__Instrucción__. En el extracto sobre la obra "Una noche sin luna", ¿qué papel interpreta Juan Diego Botto?

__Extracto del documento__.
━━━

Y me sumerjo en una de las experiencias más conmovedoras de estos últimos años. Me espera Juan Diego Botto y su Una noche sin luna, una representación de la que desconozco prácticamente todo. El auditorio está lleno a rebosar. La prensa se ha encargado de no desvelar el fondo de esta obra teatral para poder disfrutar de una magia que se impregna en todas las partes de mi cuerpo. Es obligado que yo haga lo mismo; no obstante, Botto, en el papel de Federico García Lorca, es un verdadero monstruo de la interpretación. Allí se habla de muerte, de poesía, de la necesidad de ser uno mismo, de amar por encima de todo, de llevar la cultura a los más pobres, de desgracia, de guerras, de odios, de cunetas, de fusilamientos. Pero también de libertad, de libertad a gritos, desde lo alto de una montaña, subidos a cualquier promontorio para que llegue a todo el mundo. Una libertad entendida también como un acercamiento a la discrepancia, a los que quieren matarlo “por maricón”. La excusa perfecta. A Lorca lo mataron por esa defensa apasionada de la libertad y de la cultura como pilares de la democracia, por esa acalorada defensa del espíritu crítico y de los humillados, los maltratados, los ausentes…

Ese homenaje a Lorca que Juan Diego Botto nos quiere traspasar con esa cercanía, esa delicadeza que hace equilibrios entre el drama y lo cómico, lo vivido, supone también un compromiso con la cultura como bálsamo, como medicina contra la ignorancia, contra la intolerancia, pero, sobre todo, contra el olvido. Un compromiso que llega hasta el espectador con una escenografía cambiante, minimalista al principio, desgarradora al final, en definitiva, soberbia. Un respeto absoluto a la memoria de nuestros abuelos, de nuestros antepasados que callaron por miedo, que murieron en vida.

Y Federico murió una noche sin luna; una luna que viajaba por su poesía estática, omnipresente, acompañando al granadino, casi cuidándolo. Esa noche, la de su asesinato, la luna estuvo ausente, quizás escondida tras unas montañas para no ver caer en una fosa anónima a su amado. Estoy convencido de que Lorca la buscó, convencido de que lo salvaría y, si eso no era posible, para que fuera su última visión antes de cerrar los ojos para siempre. Botto transmite una tensión dramática hasta el último instante, consiguiendo que el espíritu de Lorca esté presente, y de qué manera.
Es muy difícil expresar con palabras lo que allí se vivió. No solamente por no querer revelar la seducción del actor y del montaje, sino porque, como en las buenas representaciones, sean estas fílmicas o teatrales, es necesario sumergirse, estar atentos y dejarse llevar por todos los sentidos. En “Una noche sin luna” todos, absolutamente todos, se ponen en marcha. La estaticidad del espectador no se corresponde con la inmovilidad sensorial. A la vista, se unen otros que van llegando conforme el actor va mutando, de la alegría por la puesta en marcha de “La Barraca”, a la tristeza por sus desengaños amorosos. “¿Es posible traer el olor del mar a un escenario?” pregunta en voz alta Juan Diego Botto. Sí, claro que es posible, porque las palabras tienen el don de transportar lo imposible, de transmutar en sentidos, en emociones, que solo podemos tocar, oler o ver.

━━━

(Datos de expresiones referenciales basadas en fotografías)

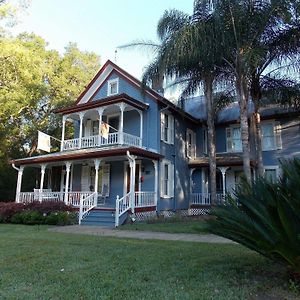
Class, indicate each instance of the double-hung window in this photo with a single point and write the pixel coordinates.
(190, 143)
(271, 136)
(167, 179)
(167, 128)
(233, 139)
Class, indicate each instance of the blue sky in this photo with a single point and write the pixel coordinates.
(99, 26)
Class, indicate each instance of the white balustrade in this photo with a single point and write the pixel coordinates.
(144, 199)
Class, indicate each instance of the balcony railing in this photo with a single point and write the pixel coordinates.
(95, 141)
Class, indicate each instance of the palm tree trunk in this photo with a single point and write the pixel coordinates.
(208, 92)
(242, 93)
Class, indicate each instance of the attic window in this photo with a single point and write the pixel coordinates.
(113, 87)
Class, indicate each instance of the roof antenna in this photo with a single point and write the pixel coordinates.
(116, 51)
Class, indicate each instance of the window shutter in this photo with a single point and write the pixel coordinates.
(171, 180)
(229, 139)
(162, 178)
(88, 128)
(277, 129)
(162, 126)
(171, 130)
(105, 180)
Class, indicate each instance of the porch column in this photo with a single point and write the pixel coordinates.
(63, 133)
(81, 115)
(141, 128)
(68, 167)
(121, 127)
(100, 112)
(19, 183)
(155, 165)
(97, 165)
(43, 169)
(223, 171)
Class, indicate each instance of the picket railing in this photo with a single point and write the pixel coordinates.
(94, 141)
(204, 198)
(144, 199)
(122, 205)
(86, 204)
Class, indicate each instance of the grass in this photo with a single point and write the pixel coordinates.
(38, 264)
(170, 226)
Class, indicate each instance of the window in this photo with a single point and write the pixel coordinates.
(190, 143)
(167, 179)
(271, 174)
(271, 136)
(167, 128)
(113, 87)
(233, 139)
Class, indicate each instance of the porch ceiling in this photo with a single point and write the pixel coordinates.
(103, 102)
(85, 154)
(226, 160)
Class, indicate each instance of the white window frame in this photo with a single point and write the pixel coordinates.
(229, 139)
(170, 180)
(276, 168)
(190, 143)
(277, 143)
(167, 130)
(109, 85)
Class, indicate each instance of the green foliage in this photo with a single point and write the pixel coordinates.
(266, 217)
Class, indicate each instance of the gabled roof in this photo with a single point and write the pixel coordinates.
(100, 78)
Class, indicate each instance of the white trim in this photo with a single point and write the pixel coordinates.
(110, 83)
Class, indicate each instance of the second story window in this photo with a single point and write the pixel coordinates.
(271, 136)
(113, 87)
(233, 139)
(190, 143)
(167, 128)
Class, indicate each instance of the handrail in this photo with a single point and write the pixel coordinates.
(86, 204)
(122, 205)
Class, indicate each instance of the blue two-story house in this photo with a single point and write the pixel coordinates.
(133, 151)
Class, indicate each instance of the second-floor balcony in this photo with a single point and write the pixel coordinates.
(95, 141)
(110, 122)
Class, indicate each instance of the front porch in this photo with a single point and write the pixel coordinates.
(121, 184)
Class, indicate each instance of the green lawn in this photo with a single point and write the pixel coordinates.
(37, 264)
(171, 226)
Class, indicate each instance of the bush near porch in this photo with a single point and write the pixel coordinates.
(47, 212)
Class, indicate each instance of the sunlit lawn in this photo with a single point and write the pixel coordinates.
(170, 226)
(37, 264)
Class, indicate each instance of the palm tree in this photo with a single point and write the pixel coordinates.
(190, 51)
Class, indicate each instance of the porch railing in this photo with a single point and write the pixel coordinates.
(122, 205)
(86, 204)
(204, 198)
(144, 199)
(94, 141)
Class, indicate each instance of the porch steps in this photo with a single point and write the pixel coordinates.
(100, 217)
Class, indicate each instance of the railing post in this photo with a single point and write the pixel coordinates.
(80, 209)
(117, 212)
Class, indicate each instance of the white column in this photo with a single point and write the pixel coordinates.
(63, 133)
(121, 127)
(100, 112)
(68, 167)
(81, 115)
(97, 165)
(223, 171)
(43, 169)
(141, 128)
(155, 164)
(19, 183)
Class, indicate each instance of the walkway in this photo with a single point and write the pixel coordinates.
(144, 235)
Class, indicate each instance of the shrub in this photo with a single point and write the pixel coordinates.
(266, 217)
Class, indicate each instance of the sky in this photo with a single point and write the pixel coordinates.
(99, 26)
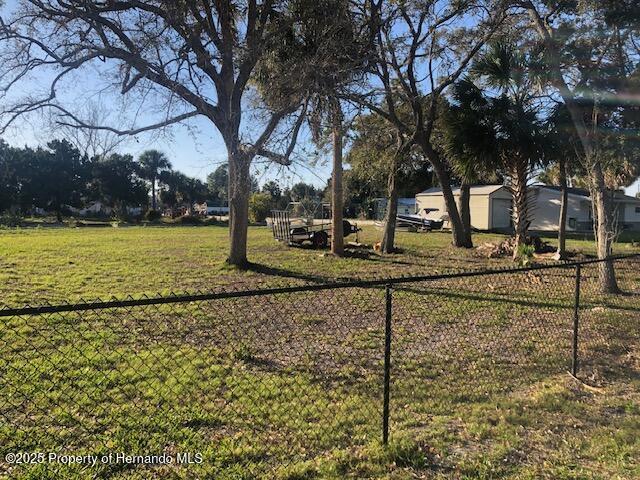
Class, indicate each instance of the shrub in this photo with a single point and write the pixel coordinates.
(153, 215)
(259, 207)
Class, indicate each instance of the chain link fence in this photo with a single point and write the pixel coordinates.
(267, 383)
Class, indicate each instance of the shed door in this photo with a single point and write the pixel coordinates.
(501, 213)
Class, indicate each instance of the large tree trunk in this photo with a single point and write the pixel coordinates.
(239, 186)
(603, 228)
(153, 193)
(561, 253)
(461, 238)
(337, 234)
(601, 207)
(520, 207)
(465, 207)
(389, 235)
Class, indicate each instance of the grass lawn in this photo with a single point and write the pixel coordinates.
(289, 386)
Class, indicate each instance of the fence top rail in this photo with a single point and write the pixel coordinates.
(100, 304)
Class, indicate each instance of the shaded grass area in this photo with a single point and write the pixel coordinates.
(289, 386)
(66, 264)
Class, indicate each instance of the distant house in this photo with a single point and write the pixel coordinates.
(210, 208)
(406, 206)
(490, 207)
(95, 208)
(545, 209)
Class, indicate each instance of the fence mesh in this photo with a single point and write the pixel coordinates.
(257, 383)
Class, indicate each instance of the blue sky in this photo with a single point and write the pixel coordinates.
(195, 150)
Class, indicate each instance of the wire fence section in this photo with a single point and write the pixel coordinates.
(255, 383)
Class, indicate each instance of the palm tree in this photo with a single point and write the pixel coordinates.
(463, 126)
(501, 130)
(562, 151)
(153, 163)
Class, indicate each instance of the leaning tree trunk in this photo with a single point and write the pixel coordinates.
(389, 235)
(461, 238)
(520, 206)
(337, 234)
(239, 186)
(600, 205)
(465, 207)
(561, 253)
(603, 228)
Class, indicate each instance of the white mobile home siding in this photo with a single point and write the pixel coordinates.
(545, 210)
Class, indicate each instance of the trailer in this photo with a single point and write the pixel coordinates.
(416, 223)
(297, 230)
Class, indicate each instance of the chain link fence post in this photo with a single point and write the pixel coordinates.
(576, 310)
(387, 365)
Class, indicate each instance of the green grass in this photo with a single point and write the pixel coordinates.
(289, 386)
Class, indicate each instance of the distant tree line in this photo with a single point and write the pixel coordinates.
(58, 179)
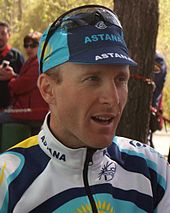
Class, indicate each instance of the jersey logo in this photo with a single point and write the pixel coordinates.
(101, 25)
(54, 153)
(108, 171)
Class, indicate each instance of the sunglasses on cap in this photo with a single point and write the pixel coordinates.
(30, 46)
(80, 16)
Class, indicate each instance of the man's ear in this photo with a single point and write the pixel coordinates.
(46, 88)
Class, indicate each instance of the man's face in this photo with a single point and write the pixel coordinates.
(4, 37)
(88, 104)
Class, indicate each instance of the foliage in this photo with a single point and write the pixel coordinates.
(163, 46)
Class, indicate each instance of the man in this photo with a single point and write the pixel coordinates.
(14, 60)
(76, 164)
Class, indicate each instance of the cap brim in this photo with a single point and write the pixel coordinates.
(103, 55)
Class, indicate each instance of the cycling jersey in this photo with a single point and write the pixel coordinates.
(40, 174)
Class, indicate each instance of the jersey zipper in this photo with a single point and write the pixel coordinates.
(89, 155)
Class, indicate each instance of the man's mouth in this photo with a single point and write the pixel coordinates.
(103, 119)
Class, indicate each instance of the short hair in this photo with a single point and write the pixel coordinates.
(33, 37)
(5, 24)
(55, 74)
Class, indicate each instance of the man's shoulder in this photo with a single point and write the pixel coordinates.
(15, 51)
(136, 155)
(135, 148)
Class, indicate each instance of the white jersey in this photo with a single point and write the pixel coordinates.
(40, 174)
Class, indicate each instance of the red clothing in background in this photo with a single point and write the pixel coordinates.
(25, 93)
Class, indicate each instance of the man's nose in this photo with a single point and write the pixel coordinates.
(109, 94)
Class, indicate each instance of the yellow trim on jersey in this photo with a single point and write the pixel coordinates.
(29, 142)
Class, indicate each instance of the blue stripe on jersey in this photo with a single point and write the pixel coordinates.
(104, 203)
(29, 172)
(130, 199)
(4, 208)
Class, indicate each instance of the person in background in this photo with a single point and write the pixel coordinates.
(159, 78)
(27, 104)
(76, 163)
(11, 61)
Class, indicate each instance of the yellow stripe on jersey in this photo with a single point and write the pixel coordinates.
(29, 142)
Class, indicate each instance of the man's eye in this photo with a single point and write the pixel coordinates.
(92, 78)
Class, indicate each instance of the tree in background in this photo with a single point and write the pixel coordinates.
(140, 22)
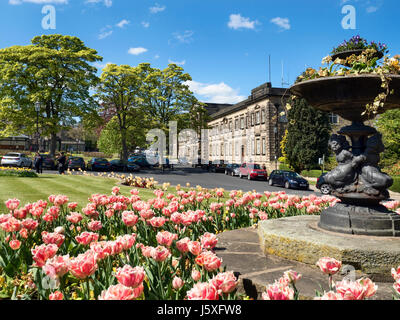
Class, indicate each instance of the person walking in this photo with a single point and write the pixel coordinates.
(38, 163)
(61, 163)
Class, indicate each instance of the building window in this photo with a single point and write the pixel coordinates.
(333, 118)
(264, 146)
(282, 115)
(258, 117)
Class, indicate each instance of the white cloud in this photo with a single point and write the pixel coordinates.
(123, 23)
(178, 63)
(157, 8)
(185, 37)
(18, 2)
(215, 93)
(282, 23)
(236, 21)
(105, 32)
(137, 51)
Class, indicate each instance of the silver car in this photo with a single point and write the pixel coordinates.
(16, 160)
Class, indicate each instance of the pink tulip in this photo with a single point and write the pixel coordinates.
(329, 266)
(129, 276)
(203, 291)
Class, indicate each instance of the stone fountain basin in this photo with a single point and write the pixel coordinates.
(347, 96)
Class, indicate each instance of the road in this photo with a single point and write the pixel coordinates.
(209, 180)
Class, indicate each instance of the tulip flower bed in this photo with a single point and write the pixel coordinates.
(125, 248)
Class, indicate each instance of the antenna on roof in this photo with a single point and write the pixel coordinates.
(269, 68)
(283, 80)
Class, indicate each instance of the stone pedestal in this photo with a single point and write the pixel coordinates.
(300, 239)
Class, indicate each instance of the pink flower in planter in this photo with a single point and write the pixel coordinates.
(53, 238)
(129, 218)
(208, 241)
(42, 253)
(351, 290)
(177, 283)
(208, 260)
(12, 204)
(74, 217)
(203, 291)
(95, 225)
(370, 287)
(129, 276)
(120, 292)
(183, 245)
(195, 247)
(330, 296)
(86, 238)
(57, 266)
(160, 253)
(329, 266)
(278, 291)
(226, 282)
(166, 238)
(84, 265)
(15, 244)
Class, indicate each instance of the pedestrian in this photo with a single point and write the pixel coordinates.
(61, 163)
(38, 163)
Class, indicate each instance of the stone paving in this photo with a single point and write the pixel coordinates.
(242, 254)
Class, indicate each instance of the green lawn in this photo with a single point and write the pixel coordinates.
(77, 188)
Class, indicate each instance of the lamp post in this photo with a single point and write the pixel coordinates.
(37, 109)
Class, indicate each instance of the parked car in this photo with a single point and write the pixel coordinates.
(76, 163)
(119, 165)
(14, 159)
(232, 169)
(252, 171)
(324, 187)
(288, 179)
(48, 162)
(140, 161)
(98, 164)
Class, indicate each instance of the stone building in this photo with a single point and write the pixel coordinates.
(249, 131)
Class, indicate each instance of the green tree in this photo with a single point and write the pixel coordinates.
(388, 124)
(308, 135)
(55, 71)
(110, 141)
(121, 91)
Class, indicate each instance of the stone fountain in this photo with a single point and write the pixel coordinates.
(359, 230)
(357, 180)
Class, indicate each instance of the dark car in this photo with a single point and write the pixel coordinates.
(99, 164)
(219, 167)
(252, 171)
(48, 162)
(324, 187)
(119, 165)
(141, 161)
(288, 179)
(232, 169)
(76, 163)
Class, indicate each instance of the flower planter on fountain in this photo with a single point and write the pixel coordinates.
(357, 180)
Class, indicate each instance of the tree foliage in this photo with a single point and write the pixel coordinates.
(53, 70)
(388, 124)
(308, 135)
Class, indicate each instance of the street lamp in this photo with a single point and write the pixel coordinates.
(37, 109)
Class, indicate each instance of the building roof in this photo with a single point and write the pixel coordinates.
(257, 94)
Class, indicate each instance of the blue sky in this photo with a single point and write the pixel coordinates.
(223, 44)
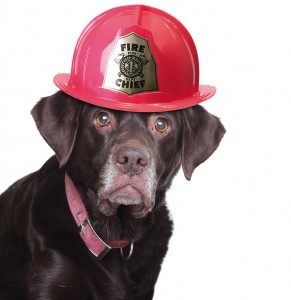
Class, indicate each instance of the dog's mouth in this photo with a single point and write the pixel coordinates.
(127, 196)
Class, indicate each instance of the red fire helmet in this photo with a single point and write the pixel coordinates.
(135, 58)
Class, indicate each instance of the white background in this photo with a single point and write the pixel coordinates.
(232, 237)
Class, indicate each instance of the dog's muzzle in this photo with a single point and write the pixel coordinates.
(128, 178)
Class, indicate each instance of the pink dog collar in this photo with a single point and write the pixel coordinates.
(91, 239)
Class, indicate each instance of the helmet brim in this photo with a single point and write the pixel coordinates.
(62, 81)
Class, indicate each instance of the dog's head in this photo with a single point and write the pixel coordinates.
(125, 158)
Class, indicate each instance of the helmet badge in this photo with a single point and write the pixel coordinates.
(131, 68)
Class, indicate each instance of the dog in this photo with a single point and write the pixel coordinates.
(106, 183)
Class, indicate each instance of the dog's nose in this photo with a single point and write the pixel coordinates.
(132, 160)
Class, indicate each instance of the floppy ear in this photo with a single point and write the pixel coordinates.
(57, 119)
(201, 136)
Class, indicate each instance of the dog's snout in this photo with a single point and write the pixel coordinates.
(132, 160)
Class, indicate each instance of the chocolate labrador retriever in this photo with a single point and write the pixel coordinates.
(92, 222)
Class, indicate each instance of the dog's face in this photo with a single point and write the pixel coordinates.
(126, 158)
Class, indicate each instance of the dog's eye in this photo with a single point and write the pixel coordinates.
(102, 119)
(161, 125)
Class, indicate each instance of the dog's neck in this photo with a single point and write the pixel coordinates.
(91, 239)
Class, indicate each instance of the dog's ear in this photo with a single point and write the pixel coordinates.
(202, 134)
(57, 119)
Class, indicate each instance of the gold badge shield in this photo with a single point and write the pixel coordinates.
(131, 68)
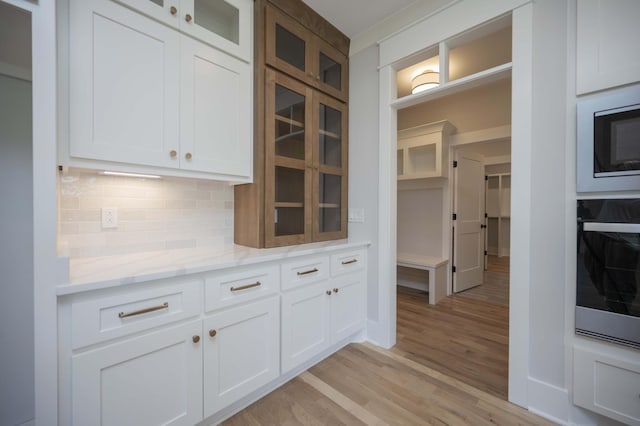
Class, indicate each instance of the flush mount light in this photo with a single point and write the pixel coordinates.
(427, 80)
(138, 175)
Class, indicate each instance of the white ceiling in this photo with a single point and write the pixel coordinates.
(353, 17)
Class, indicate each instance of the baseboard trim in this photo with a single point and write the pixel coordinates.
(548, 401)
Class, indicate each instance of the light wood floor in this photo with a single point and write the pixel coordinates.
(449, 367)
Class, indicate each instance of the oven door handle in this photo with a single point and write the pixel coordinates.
(621, 228)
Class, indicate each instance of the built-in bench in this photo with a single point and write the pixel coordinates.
(437, 268)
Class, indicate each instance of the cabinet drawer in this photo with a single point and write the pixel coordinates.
(607, 386)
(228, 289)
(103, 318)
(299, 272)
(344, 263)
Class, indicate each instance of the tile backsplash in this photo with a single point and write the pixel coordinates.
(153, 214)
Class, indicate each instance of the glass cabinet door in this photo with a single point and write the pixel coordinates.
(288, 175)
(225, 24)
(331, 69)
(330, 165)
(289, 45)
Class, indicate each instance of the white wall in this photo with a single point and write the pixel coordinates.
(420, 222)
(16, 261)
(363, 162)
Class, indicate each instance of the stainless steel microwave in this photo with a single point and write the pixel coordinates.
(609, 140)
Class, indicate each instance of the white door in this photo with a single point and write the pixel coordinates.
(216, 114)
(241, 352)
(124, 86)
(468, 243)
(149, 380)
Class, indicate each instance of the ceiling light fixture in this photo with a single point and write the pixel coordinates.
(427, 80)
(138, 175)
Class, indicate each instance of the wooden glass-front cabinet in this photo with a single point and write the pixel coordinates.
(298, 52)
(305, 171)
(299, 194)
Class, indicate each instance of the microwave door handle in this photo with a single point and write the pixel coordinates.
(622, 228)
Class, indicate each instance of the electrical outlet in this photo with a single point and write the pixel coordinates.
(109, 217)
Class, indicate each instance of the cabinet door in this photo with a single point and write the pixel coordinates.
(148, 380)
(305, 324)
(241, 352)
(288, 45)
(330, 70)
(288, 173)
(347, 307)
(225, 24)
(216, 117)
(330, 168)
(124, 94)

━━━

__Respuesta__. El de Federico García Lorca.